**Task details:** Each line of the data that mentions the string "image" needs to be identified and copied.

**Data supplied:**
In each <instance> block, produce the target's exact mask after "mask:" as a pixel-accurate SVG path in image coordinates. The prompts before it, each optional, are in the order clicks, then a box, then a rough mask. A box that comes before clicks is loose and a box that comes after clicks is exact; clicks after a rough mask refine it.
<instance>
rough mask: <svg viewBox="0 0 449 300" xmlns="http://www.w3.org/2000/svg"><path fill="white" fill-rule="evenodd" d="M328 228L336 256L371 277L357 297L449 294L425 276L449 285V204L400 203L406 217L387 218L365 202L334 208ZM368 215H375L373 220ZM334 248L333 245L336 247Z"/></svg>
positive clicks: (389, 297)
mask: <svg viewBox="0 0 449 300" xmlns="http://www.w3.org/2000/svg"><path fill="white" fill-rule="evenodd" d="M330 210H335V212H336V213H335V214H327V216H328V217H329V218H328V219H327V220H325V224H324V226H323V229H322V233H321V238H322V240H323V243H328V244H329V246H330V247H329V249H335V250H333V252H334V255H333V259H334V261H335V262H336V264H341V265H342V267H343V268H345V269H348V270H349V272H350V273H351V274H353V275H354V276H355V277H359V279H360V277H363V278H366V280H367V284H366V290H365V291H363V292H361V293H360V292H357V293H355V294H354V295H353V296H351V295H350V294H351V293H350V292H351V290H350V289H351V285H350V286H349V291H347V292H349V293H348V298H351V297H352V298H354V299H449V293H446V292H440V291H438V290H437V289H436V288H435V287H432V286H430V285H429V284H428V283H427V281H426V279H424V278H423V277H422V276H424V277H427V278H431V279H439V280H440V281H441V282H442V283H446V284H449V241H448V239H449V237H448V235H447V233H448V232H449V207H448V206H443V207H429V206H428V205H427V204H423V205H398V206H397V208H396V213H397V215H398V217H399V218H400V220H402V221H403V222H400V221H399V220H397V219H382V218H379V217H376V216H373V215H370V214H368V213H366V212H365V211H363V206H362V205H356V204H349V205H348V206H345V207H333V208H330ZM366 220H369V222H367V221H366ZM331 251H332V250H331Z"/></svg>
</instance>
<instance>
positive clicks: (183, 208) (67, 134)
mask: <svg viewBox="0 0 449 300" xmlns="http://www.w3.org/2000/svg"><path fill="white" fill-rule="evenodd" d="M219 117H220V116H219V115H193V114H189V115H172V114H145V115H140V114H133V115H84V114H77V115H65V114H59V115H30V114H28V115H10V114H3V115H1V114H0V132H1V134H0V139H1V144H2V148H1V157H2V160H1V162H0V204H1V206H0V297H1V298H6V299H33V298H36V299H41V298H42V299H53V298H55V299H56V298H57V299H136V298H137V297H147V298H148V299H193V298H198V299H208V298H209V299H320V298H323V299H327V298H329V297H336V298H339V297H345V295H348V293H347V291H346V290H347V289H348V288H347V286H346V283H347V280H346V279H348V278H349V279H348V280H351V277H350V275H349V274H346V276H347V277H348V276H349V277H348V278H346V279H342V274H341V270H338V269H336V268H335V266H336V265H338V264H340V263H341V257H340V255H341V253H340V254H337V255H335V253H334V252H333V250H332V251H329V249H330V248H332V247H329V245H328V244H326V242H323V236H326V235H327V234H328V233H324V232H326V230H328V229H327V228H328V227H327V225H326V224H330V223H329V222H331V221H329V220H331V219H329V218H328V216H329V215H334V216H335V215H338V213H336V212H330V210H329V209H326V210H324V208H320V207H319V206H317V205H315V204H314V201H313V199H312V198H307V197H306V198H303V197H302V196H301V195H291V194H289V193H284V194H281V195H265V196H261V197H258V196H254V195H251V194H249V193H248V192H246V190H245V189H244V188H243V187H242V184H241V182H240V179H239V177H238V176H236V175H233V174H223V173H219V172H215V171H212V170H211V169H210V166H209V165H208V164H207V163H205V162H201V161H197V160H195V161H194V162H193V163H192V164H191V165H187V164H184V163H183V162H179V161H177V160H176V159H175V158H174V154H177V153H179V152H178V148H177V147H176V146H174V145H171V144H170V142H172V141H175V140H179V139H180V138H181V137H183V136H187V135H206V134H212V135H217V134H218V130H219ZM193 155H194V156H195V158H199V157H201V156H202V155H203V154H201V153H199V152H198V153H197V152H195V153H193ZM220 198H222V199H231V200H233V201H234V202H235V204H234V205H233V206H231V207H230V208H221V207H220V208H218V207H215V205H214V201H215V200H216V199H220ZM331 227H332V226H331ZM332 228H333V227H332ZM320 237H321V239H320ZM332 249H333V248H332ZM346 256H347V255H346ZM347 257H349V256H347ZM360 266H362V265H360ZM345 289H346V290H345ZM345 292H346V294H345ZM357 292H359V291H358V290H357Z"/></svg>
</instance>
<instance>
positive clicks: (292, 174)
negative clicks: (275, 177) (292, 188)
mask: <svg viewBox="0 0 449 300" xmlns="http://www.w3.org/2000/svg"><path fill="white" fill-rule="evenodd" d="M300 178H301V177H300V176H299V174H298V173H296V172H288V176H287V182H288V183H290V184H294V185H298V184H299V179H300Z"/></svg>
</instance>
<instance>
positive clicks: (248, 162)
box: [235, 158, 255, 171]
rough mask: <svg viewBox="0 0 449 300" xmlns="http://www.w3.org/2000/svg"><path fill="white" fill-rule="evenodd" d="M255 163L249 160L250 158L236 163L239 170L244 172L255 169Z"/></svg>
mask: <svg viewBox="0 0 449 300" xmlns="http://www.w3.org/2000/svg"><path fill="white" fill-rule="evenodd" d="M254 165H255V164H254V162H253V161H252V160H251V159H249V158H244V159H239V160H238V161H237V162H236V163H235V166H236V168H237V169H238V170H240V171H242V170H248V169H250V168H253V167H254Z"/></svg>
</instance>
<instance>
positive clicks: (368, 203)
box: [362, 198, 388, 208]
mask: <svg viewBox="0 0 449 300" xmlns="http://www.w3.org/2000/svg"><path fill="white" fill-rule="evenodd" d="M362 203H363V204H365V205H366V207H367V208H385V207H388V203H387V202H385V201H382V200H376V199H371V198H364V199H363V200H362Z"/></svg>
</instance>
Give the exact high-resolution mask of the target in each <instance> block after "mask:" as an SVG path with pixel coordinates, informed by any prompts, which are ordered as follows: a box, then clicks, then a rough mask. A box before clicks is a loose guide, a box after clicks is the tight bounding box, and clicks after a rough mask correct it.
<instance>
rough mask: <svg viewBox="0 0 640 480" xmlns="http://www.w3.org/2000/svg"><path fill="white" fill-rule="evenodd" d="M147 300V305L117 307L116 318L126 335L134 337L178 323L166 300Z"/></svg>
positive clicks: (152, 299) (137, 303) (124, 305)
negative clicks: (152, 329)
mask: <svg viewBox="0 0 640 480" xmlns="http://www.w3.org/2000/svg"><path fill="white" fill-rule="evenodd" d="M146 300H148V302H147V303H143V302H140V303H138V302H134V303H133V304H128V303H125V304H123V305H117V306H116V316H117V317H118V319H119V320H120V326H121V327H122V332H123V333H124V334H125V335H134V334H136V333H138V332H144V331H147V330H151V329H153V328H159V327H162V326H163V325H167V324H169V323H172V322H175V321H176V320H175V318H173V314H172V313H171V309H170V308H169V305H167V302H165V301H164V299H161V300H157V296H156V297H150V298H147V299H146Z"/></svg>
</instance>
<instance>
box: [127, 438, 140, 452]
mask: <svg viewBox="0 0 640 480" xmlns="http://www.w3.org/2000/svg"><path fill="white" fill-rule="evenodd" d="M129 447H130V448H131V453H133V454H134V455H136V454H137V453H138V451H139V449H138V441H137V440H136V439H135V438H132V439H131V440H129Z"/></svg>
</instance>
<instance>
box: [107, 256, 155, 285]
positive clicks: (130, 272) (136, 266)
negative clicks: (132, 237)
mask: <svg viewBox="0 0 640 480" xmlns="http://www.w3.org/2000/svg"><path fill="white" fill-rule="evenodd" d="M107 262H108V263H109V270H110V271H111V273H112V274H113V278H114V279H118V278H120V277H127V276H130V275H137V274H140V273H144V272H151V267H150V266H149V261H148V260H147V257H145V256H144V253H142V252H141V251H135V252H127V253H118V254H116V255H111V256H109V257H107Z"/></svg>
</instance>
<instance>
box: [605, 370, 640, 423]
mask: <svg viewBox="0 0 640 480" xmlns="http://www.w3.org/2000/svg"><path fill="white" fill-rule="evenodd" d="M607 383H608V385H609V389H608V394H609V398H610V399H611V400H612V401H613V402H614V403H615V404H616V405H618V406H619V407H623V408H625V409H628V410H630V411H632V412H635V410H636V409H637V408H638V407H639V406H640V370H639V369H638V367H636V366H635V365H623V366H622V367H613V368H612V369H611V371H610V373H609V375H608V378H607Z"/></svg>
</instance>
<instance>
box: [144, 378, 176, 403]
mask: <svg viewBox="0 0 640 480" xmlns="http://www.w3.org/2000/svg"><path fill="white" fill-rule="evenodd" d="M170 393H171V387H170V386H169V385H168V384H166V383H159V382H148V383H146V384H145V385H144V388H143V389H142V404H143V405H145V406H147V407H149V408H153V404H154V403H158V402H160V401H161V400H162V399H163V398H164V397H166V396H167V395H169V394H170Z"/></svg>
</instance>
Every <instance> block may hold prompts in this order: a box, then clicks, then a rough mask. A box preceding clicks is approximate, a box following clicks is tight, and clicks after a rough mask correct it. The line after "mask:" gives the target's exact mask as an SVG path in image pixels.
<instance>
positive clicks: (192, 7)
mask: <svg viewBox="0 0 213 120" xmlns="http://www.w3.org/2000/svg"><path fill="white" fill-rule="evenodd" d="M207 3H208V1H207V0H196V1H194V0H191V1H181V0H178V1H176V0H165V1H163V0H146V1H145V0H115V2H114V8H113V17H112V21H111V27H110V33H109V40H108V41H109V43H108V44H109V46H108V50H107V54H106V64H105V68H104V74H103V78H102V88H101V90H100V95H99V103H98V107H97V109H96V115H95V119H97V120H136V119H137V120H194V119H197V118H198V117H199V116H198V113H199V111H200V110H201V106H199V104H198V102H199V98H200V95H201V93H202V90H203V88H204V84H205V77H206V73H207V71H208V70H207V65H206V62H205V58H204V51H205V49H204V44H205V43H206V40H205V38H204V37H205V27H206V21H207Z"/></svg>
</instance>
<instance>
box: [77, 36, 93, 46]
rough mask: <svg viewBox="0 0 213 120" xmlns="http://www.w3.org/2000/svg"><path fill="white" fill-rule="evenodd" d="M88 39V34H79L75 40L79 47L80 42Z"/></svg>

**Written solution:**
In each <instance> block, produce the target's exact mask after "mask:" as a pixel-accurate SVG path in image coordinates. The prompts before it, each optional, are in the order clicks, then a box, then a rough mask. A box that comes before clicks is loose and a box that comes after clicks is exact; clicks after a rough mask refine it.
Every <instance> block may hold prompts in this order: a box, then clicks, then a rough mask. A box preceding clicks is approximate, a box following clicks is tight, and clicks after a rough mask correct it. The line after "mask:" gives the target's exact mask as an SVG path in image pixels.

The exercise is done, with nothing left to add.